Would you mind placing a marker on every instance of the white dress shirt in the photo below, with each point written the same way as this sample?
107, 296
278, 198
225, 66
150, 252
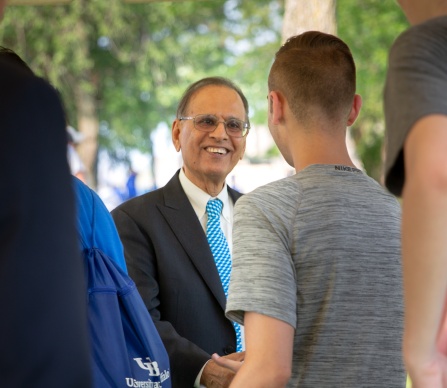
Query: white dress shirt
198, 199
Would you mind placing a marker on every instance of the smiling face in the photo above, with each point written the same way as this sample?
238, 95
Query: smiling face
208, 157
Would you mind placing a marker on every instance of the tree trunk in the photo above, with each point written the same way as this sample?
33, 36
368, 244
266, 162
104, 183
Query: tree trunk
88, 125
305, 15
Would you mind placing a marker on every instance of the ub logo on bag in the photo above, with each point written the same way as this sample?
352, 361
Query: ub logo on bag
152, 367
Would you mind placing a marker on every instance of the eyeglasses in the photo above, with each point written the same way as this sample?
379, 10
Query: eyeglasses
209, 123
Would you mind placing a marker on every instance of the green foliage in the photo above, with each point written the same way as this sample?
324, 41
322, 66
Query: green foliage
369, 27
138, 58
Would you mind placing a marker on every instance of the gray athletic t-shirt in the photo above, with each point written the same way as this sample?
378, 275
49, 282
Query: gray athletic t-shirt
416, 86
321, 251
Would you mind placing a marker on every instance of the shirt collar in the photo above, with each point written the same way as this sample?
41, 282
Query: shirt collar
200, 198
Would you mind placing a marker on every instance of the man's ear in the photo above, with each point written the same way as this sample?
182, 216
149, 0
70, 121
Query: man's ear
276, 107
355, 109
176, 134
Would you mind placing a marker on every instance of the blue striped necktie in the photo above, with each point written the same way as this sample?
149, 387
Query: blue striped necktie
221, 252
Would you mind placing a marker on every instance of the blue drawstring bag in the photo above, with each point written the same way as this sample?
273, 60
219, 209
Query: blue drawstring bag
127, 350
126, 347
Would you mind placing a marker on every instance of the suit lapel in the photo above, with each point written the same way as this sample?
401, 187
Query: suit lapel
183, 221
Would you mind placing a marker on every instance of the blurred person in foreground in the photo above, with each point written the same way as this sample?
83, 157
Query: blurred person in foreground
416, 169
43, 328
316, 257
169, 241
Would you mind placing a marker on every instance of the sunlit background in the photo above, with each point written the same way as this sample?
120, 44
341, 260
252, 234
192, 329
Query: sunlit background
122, 65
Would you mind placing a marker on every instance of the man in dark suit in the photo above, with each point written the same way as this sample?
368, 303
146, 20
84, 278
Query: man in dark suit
43, 327
164, 234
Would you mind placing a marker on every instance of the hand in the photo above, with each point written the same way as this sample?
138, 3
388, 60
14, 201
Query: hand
217, 376
227, 363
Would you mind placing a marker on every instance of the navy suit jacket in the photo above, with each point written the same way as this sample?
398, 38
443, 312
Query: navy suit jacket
169, 259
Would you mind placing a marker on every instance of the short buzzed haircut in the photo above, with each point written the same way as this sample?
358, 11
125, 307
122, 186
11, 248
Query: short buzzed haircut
315, 72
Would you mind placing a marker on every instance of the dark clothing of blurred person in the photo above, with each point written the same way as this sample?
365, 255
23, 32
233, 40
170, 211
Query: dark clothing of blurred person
43, 329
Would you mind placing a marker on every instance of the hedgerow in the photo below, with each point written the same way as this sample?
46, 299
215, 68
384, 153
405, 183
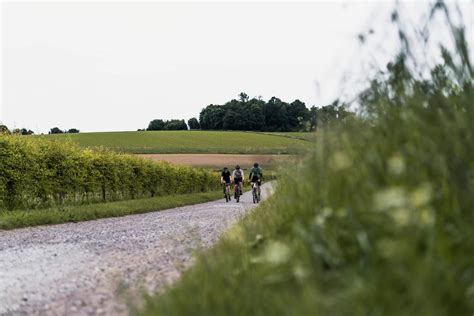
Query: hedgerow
37, 173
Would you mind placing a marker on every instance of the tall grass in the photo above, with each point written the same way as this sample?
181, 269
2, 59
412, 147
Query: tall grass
36, 173
378, 220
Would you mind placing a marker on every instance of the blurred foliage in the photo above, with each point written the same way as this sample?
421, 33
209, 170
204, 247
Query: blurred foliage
377, 220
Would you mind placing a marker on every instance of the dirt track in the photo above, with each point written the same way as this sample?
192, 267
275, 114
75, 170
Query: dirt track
89, 268
219, 160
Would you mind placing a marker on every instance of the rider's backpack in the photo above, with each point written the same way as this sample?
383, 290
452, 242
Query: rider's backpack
257, 172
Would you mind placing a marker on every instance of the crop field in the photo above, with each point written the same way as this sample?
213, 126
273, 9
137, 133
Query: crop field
170, 142
217, 161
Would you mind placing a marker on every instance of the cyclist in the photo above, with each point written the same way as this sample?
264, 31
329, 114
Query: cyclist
256, 176
226, 178
238, 176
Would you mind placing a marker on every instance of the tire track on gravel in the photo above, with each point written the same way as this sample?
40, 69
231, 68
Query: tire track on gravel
85, 268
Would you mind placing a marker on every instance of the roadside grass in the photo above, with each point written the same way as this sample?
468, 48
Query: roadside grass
377, 220
78, 213
169, 142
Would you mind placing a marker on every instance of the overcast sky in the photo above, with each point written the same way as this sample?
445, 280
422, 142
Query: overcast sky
103, 66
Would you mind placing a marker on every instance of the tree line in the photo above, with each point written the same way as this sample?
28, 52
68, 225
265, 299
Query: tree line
255, 114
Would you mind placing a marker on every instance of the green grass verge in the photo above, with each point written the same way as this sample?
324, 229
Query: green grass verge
19, 218
169, 142
377, 221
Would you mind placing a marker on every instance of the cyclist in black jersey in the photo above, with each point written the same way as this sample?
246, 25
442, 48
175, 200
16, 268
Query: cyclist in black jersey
226, 176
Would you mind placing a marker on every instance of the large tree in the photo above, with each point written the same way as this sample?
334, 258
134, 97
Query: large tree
55, 130
193, 123
156, 125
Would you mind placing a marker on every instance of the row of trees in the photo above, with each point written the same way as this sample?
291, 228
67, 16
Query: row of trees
171, 125
274, 115
21, 131
255, 114
57, 130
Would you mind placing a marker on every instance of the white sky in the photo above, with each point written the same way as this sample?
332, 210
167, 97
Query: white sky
102, 66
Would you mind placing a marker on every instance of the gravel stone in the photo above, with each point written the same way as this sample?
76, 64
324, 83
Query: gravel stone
98, 267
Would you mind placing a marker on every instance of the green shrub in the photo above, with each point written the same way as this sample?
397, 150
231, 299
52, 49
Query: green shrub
37, 173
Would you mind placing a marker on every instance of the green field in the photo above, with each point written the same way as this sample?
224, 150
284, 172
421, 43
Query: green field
167, 142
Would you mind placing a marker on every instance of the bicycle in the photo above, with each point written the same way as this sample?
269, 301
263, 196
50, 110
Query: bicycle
237, 192
255, 192
227, 191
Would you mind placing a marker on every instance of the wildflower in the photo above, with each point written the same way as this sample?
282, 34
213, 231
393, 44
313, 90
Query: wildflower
300, 272
396, 165
401, 216
421, 196
393, 197
340, 161
276, 253
426, 217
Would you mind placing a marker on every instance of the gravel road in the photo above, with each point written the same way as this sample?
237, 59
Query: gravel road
98, 267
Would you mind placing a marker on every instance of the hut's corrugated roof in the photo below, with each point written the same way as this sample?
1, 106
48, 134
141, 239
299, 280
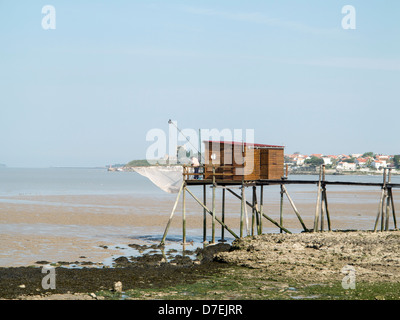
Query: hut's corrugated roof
255, 145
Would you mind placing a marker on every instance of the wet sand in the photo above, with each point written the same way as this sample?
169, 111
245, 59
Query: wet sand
78, 228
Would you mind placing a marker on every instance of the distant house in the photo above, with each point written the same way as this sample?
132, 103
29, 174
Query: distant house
377, 164
327, 160
361, 162
382, 157
346, 166
318, 155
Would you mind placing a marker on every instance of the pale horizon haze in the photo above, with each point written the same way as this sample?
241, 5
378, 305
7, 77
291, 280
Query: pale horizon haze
87, 92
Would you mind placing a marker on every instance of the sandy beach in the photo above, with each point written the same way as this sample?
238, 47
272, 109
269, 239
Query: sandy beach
86, 228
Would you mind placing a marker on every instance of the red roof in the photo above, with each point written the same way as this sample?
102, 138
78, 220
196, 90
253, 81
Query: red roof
256, 145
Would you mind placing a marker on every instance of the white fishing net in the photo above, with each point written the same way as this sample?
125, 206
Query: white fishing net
167, 178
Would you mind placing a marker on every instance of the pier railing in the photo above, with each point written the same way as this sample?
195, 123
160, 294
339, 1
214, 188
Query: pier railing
209, 172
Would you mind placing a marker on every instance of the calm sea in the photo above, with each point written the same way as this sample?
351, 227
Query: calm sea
72, 181
88, 181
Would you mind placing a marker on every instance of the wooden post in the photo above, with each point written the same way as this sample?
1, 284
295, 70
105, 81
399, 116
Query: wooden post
204, 214
213, 209
241, 211
262, 214
317, 205
328, 219
294, 208
393, 210
252, 213
209, 211
379, 209
223, 216
184, 215
261, 206
281, 209
256, 211
322, 197
172, 213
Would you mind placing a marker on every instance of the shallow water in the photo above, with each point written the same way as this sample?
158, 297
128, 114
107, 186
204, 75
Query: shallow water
95, 205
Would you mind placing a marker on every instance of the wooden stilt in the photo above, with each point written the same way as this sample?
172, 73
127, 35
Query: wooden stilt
258, 218
328, 219
241, 211
261, 207
379, 209
294, 208
317, 213
393, 210
223, 216
210, 212
263, 214
213, 208
204, 214
184, 215
172, 213
281, 209
253, 214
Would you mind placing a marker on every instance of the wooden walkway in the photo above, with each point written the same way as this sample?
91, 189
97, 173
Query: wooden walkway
386, 208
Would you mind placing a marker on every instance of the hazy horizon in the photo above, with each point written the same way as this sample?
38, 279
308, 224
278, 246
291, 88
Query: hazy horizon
86, 93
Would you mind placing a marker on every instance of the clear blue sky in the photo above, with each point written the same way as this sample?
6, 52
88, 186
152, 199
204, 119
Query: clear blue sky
86, 93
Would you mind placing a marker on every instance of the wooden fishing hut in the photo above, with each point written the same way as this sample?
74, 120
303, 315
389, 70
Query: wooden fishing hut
241, 161
228, 164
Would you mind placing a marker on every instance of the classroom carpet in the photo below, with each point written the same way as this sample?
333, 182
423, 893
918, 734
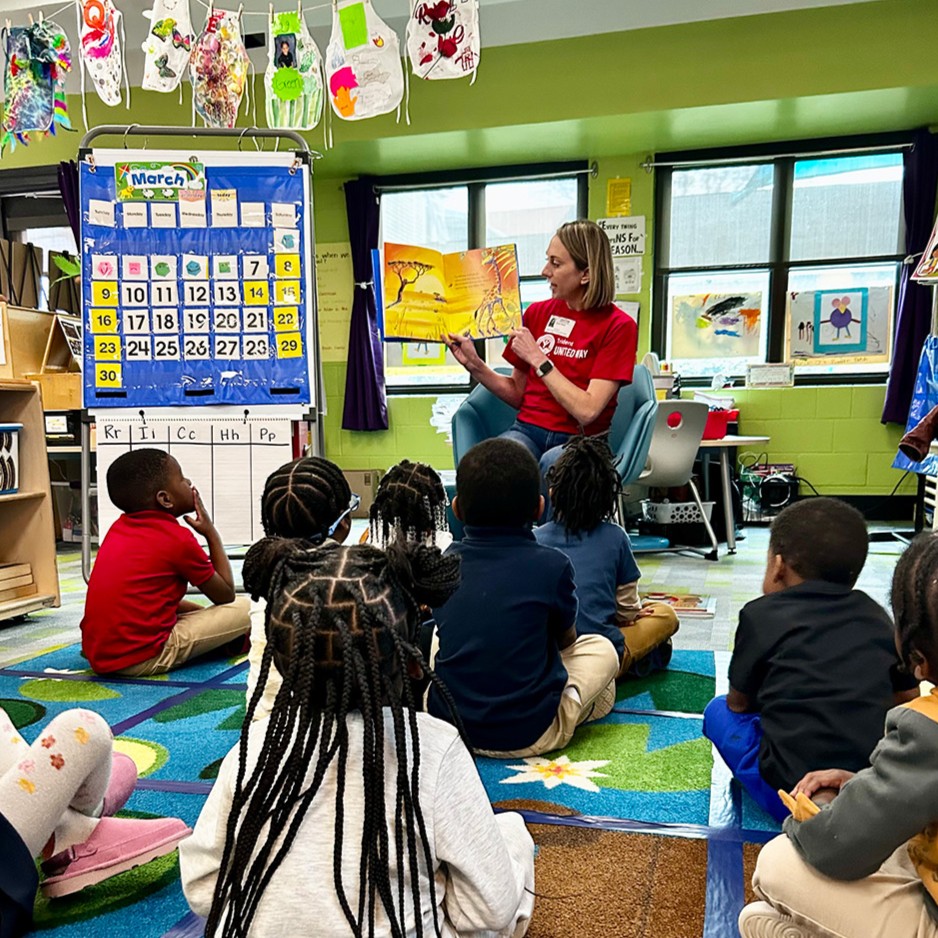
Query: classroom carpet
597, 810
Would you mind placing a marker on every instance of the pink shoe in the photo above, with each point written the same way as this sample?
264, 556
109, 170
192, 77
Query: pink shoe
122, 784
115, 846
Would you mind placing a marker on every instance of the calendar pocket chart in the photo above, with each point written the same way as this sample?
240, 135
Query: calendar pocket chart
197, 307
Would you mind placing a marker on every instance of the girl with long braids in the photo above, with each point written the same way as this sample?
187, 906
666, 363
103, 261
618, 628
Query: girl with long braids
308, 499
348, 811
866, 864
410, 505
584, 488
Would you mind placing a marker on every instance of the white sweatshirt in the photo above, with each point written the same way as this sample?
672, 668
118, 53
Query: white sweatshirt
483, 863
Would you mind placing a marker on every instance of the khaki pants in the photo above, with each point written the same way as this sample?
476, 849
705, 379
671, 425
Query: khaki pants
646, 633
887, 904
591, 663
194, 634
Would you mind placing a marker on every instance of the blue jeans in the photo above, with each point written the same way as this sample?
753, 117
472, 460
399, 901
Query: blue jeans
737, 737
544, 445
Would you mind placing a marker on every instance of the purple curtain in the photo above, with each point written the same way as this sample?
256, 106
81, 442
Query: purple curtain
366, 403
913, 311
68, 186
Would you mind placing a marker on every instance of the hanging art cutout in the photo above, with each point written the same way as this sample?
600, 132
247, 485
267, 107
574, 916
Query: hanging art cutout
363, 65
168, 45
100, 50
219, 69
293, 78
37, 58
443, 38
+++
**Exercise details:**
Give the lines from the one containing "the white sweatshirt" through the end of the entries again, exactly as written and with no other lines.

**Response to the exercise:**
Would you mind placing a marker on every instance of the white sweatshirt in the photo above, with each point written the same way as this sample?
672, 668
118, 53
Query: white sweatshirt
483, 863
Would you mind placing a marker on every instance of the khaki pants in the photo above, with each point written the same way as this sample?
476, 849
705, 379
671, 425
Query: khaki pants
646, 633
887, 904
591, 663
194, 634
Would you mind placing a marker on every instance of the blue jeans in the photo above, with each point written the same way as this sample?
753, 117
472, 460
399, 901
Query: blue jeans
737, 737
544, 445
Would you mind placing a marker on every instance of the purple curtain in the photo above, with each point written the same way as this sample?
256, 106
81, 442
Query: purple curtain
366, 403
913, 311
68, 186
Would you mind placing a marker on every instance of the hanging art cutout in the photo above, with each point written the same way as this sample?
600, 132
247, 485
267, 107
574, 916
Query: hanging art cutout
363, 65
168, 45
100, 50
219, 69
293, 78
37, 58
443, 38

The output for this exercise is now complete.